# DOCUMENT TEXT
-------

The Florida Police Chiefs Association sent out a statement Tuesday about the fatal Aug. 9 shooting of retired librarian Mary Knowlton by former Punta Gorda Police officer Lee Coel — a “situation” the FPCA says it’s been “closely watching.”
Coel was charged with manslaughter and fired. Punta Gorda Police Chief Tom Lewis was charged with culpable negligence — a misdemeanor — and placed on paid leave.
“We are deeply concerned as to the implications this case could have for law enforcement leaders across the nation,” FPCA executive director Amy Mercer said in the press release.
Mercer said the FPCA encourages “all of our members to familiarize themselves with the facts of the case in keeping with our shared goal of protecting our officers and the citizens we serve.”
I spoke to Ms. Mercer Tuesday afternoon. I needed a bit of clarification about her comments. I wanted to know exactly what she and the FCPA were implying.
“Well, we’re concerned about the potential for increased criminal liability for law enforcement managers, under circumstances that have been traditionally resolved in civil court,” she said.
Mercer wouldn’t say whether she or her association believe the charges against Lewis are merited or whether she believes prosecutors overreached.
“I wouldn’t say that. I have not had the opportunity to review the whole case,” she said. “This seems something out of the normal.”

-------

(Entries from a point annotation set)
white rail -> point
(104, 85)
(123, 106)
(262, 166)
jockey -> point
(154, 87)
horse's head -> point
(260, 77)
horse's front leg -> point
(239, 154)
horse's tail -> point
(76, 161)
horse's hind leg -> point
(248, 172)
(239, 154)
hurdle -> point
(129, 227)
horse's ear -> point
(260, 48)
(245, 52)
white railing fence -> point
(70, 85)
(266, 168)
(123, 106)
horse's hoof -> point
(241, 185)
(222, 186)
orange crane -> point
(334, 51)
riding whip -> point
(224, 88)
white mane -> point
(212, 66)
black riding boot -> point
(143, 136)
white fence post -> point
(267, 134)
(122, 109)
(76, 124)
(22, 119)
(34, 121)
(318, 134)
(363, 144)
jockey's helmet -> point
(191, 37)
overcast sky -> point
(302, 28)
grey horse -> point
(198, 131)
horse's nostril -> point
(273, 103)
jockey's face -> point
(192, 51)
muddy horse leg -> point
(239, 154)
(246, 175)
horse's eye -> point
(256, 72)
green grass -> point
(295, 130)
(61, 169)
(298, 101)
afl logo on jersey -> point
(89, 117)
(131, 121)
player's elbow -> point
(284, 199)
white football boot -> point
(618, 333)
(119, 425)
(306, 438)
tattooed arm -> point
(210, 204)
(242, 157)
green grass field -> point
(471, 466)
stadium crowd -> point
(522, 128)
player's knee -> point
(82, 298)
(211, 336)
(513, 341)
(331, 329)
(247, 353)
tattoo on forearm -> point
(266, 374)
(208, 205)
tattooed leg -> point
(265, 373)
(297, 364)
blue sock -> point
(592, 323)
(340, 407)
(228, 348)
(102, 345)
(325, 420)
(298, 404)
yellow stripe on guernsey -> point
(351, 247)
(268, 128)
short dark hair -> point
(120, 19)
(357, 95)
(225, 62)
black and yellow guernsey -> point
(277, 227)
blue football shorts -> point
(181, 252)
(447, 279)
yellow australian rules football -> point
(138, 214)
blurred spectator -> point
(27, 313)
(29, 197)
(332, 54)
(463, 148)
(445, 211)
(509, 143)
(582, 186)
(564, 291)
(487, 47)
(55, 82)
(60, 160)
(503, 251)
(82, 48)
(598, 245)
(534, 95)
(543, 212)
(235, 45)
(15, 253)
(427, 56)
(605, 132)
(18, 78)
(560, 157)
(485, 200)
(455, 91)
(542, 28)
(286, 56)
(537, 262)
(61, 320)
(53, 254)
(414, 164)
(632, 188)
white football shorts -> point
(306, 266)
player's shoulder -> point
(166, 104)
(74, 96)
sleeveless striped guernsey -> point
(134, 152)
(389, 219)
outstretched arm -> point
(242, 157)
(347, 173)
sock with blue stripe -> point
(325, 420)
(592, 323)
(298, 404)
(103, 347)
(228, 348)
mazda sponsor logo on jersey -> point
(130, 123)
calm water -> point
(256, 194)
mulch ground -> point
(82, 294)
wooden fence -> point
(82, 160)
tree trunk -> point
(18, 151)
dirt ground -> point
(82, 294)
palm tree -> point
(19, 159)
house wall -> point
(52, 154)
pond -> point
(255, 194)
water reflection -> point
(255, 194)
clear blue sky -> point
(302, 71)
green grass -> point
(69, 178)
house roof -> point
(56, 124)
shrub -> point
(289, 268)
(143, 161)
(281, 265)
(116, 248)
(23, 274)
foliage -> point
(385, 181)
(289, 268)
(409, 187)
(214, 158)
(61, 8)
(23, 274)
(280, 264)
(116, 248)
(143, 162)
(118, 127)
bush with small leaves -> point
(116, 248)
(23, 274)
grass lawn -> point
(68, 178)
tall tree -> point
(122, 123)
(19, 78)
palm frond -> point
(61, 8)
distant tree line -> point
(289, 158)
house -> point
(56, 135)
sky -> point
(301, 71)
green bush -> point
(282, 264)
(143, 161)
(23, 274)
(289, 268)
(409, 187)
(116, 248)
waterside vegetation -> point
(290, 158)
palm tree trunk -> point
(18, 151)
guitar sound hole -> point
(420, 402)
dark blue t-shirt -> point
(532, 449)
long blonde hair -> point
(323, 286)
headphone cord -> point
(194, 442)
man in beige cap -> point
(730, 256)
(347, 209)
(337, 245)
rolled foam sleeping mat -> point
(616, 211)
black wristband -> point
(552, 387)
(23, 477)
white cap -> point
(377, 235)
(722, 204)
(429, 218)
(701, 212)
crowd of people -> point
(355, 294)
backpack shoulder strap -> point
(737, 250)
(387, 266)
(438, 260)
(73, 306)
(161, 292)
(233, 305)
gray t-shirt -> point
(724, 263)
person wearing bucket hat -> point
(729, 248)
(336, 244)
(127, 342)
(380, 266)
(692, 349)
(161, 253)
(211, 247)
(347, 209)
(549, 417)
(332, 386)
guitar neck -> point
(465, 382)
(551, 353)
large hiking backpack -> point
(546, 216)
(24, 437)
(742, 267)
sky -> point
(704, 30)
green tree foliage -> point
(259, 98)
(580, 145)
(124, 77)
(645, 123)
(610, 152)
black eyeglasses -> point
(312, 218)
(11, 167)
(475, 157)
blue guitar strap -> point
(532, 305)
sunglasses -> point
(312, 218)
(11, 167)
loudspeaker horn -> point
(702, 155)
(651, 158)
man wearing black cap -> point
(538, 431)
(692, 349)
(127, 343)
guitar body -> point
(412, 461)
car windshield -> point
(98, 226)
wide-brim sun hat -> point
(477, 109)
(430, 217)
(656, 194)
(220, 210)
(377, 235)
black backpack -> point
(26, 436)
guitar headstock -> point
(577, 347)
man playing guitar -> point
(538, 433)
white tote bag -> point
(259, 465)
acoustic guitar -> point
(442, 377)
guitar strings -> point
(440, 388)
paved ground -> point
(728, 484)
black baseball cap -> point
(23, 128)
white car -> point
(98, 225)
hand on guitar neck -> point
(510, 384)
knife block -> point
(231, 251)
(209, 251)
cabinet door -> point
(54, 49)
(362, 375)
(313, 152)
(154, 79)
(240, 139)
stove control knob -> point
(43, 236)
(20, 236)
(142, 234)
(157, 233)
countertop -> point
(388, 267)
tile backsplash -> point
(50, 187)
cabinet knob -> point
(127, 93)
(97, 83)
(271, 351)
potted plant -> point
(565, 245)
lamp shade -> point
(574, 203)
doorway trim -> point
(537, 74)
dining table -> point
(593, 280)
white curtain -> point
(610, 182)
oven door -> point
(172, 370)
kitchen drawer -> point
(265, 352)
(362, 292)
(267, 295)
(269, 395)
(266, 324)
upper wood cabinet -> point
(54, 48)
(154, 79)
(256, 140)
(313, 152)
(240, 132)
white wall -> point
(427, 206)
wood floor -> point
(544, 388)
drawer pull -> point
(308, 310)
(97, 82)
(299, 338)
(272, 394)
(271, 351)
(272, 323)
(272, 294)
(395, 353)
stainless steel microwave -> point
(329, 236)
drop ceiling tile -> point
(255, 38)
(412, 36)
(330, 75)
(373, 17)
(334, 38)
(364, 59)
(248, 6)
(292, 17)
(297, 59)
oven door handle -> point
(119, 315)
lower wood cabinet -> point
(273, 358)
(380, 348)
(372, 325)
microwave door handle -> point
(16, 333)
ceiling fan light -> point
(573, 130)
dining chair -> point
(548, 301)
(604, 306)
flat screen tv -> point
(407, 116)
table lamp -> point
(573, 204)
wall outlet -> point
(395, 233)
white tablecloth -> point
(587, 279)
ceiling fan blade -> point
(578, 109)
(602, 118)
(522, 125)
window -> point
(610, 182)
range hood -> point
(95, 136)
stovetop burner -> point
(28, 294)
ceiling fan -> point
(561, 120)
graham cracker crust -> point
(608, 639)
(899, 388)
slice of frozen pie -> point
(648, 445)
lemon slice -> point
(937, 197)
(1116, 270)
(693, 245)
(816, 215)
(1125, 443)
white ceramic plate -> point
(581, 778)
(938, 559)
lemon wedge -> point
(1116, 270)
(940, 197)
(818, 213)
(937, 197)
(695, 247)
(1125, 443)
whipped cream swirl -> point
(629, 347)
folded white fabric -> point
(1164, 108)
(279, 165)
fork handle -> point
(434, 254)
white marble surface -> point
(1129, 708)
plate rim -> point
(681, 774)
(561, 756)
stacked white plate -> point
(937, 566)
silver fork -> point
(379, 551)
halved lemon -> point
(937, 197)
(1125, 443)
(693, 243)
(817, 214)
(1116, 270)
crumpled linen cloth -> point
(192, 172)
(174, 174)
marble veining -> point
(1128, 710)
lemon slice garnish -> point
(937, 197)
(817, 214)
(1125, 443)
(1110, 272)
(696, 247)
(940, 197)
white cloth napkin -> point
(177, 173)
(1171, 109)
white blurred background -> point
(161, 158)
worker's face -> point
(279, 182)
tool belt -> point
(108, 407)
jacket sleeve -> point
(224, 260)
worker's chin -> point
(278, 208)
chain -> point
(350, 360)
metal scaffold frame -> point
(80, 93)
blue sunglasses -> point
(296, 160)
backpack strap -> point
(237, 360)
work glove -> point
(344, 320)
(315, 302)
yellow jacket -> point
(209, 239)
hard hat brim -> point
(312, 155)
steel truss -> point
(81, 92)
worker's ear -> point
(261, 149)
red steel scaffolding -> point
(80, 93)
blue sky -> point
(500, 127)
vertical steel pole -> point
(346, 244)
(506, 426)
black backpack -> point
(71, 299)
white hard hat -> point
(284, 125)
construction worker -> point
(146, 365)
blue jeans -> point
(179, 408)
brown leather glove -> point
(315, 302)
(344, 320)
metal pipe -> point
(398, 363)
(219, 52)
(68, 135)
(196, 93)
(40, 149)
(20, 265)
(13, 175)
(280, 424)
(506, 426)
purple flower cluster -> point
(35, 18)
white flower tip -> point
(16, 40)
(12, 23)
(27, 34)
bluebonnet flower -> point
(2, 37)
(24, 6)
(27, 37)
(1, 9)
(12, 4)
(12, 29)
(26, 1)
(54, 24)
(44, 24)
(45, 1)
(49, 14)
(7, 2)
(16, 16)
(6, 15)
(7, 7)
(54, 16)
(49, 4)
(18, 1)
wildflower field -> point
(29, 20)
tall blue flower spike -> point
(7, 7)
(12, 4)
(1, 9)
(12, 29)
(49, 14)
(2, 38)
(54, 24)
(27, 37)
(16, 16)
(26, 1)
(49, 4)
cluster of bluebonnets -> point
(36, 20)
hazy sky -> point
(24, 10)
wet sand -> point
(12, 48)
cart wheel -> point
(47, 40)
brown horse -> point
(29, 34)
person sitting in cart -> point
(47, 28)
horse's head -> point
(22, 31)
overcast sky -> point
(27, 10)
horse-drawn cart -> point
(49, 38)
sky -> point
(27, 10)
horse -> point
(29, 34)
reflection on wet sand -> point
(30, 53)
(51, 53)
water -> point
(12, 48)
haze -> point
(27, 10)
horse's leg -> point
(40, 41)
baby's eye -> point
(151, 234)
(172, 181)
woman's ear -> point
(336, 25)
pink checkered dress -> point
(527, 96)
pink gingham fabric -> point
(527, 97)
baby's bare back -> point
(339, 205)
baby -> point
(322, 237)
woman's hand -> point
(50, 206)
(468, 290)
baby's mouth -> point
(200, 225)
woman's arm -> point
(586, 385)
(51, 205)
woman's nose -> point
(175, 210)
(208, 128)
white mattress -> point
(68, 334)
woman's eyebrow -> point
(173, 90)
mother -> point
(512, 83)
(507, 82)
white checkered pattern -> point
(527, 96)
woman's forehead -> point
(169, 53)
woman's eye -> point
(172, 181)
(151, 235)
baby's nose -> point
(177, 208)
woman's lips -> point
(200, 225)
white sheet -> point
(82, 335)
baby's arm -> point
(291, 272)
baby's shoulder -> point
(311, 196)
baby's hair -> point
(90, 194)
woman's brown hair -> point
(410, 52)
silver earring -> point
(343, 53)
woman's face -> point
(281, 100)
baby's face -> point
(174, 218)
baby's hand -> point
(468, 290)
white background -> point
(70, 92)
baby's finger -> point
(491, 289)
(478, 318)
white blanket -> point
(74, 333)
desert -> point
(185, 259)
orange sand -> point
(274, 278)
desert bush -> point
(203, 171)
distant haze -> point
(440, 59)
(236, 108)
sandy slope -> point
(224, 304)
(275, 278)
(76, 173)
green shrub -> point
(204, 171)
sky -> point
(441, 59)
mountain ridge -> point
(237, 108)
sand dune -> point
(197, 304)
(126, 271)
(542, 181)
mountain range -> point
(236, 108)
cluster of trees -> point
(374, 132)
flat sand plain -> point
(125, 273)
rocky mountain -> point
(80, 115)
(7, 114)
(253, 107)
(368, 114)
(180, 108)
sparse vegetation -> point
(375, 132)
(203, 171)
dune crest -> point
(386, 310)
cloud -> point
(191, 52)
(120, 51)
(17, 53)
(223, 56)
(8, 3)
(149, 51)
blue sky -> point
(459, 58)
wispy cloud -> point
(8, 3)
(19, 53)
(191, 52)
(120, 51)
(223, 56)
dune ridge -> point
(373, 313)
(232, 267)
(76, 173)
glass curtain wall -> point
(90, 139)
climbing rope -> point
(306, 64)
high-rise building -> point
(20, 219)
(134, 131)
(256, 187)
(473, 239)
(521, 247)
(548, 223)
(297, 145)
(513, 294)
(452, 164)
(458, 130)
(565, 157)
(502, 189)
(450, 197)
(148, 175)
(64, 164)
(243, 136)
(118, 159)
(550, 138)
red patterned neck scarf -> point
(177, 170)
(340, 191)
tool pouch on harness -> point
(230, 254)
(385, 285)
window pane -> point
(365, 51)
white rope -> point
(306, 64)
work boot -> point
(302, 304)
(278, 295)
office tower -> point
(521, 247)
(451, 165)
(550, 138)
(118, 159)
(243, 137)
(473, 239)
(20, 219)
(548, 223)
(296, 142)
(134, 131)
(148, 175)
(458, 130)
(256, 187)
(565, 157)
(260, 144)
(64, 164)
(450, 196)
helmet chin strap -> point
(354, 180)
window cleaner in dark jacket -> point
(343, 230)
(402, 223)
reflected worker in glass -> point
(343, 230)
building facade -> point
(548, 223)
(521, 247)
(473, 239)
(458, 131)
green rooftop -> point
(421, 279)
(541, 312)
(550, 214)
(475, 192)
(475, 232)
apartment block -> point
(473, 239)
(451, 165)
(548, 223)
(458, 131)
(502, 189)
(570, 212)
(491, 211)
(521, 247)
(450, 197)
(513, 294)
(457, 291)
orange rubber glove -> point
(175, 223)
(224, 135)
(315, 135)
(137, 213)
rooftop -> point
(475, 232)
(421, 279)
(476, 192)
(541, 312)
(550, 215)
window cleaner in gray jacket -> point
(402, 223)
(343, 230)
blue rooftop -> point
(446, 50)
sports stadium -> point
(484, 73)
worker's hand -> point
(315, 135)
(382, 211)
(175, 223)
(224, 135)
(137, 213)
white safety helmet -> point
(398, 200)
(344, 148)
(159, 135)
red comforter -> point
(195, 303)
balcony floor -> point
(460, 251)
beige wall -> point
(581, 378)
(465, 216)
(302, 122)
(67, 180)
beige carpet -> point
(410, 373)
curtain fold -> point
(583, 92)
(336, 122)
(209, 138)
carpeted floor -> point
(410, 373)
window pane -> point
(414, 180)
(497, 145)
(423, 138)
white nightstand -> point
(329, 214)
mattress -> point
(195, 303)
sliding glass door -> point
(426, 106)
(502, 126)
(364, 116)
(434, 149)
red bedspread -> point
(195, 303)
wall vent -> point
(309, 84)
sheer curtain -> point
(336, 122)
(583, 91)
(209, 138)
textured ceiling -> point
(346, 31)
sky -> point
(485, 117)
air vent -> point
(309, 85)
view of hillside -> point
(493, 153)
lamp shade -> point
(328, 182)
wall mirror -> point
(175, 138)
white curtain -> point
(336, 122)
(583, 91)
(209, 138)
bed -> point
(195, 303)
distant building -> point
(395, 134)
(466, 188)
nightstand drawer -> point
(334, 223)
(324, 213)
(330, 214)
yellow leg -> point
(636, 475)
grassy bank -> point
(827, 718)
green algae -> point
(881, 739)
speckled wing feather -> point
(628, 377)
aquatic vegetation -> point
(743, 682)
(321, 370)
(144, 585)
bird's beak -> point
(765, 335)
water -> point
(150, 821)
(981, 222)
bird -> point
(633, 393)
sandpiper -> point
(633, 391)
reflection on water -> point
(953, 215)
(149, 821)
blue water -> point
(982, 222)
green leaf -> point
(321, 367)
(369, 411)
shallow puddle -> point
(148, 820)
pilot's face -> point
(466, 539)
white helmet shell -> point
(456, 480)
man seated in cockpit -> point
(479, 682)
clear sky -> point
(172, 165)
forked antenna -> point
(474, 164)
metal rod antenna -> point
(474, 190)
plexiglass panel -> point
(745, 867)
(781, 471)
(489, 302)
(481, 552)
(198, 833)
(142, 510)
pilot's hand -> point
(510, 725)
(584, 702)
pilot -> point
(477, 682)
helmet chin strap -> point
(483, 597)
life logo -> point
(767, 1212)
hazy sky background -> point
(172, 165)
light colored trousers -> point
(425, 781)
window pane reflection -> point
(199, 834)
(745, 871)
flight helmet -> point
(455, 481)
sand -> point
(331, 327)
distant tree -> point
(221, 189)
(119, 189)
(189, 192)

-------

# WHAT IS ASKED
1. In the article on the Mary Knowlton shooting, what was Punta Gorda Police Chief Tom Lewis charged with?
2. Summarize the article on the Mary Knowlton shooting in two sentences.
3. Write out the passage of the article on the Mary Knowlton shooting between "I spoke to Ms." and "believes prosecutors overreached.", inclusive.

# SOLVED PROBLEMS
1. Culpable negligence, a misdemeanor.

2. The Florida Police Chiefs Association issued a statement of concern about the case arising from the Aug. 9 fatal shooting of retired librarian Mary Knowlton, in which former officer Lee Coel was charged with manslaughter and Police Chief Tom Lewis with culpable negligence. FPCA executive director Amy Mercer said the group worries about increased criminal liability for law enforcement managers in circumstances traditionally resolved in civil court, but she would not say whether the charges against Lewis are merited.

3.
I spoke to Ms. Mercer Tuesday afternoon. I needed a bit of clarification about her comments. I wanted to know exactly what she and the FCPA were implying.
“Well, we’re concerned about the potential for increased criminal liability for law enforcement managers, under circumstances that have been traditionally resolved in civil court,” she said.
Mercer wouldn’t say whether she or her association believe the charges against Lewis are merited or whether she believes prosecutors overreached.